» DIRECTIVE
List each line of the data below that contains the word "garden".

--- Start of DATA FOR THIS EXERCISE ---

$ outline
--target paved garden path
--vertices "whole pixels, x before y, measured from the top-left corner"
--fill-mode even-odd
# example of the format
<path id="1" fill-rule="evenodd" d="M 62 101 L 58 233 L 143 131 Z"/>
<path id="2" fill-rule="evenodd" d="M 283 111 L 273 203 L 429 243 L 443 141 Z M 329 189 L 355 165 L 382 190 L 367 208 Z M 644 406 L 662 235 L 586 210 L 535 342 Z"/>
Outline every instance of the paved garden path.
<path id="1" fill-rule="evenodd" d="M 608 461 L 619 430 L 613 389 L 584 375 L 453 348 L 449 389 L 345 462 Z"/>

--- End of DATA FOR THIS EXERCISE ---

» OUTPUT FOR THIS TASK
--target paved garden path
Outline every instance of the paved garden path.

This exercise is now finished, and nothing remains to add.